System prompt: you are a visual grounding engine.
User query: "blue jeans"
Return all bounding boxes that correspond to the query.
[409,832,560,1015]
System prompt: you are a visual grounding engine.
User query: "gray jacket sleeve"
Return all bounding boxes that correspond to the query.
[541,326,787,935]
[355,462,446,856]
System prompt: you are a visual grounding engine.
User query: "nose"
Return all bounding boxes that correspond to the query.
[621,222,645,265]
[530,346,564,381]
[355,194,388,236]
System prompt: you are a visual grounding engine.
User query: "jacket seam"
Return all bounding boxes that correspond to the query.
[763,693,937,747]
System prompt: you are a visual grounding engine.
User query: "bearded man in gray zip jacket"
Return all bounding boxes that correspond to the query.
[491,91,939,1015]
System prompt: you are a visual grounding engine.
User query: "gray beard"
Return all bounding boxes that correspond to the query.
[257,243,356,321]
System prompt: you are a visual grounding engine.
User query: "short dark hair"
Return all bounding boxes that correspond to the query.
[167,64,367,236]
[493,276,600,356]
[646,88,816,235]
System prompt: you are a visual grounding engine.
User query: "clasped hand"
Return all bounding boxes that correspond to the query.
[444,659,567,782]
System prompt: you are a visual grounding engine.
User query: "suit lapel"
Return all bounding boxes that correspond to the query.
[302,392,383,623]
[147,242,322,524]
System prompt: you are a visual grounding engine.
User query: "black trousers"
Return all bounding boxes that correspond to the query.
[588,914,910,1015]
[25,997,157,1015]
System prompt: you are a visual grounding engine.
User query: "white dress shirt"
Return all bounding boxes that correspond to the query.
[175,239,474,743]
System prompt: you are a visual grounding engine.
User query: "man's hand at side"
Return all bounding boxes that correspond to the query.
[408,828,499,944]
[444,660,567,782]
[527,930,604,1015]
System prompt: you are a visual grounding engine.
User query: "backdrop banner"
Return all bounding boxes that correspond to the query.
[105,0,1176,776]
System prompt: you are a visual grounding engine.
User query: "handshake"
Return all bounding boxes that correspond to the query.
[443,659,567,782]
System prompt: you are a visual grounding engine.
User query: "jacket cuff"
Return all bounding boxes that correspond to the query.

● ● ● ●

**Direction**
Write out the listing verbatim from its first line through the line containing "[355,194,388,236]", with both ends included.

**Output for this task**
System prompt: you are a visual grounding engine.
User query: "blue jeans"
Return all bounding boxes that correspond to the query.
[409,832,560,1015]
System prompt: you are a visual grounding engine.
User query: "gray jacket sleeve"
Return all bounding boxes that correspond to the query.
[541,326,787,935]
[355,462,446,856]
System prompt: you are a visual grounding engine.
User query: "nose"
Return all bounding boxes that correspond to the query.
[621,222,645,265]
[530,346,564,381]
[355,194,388,236]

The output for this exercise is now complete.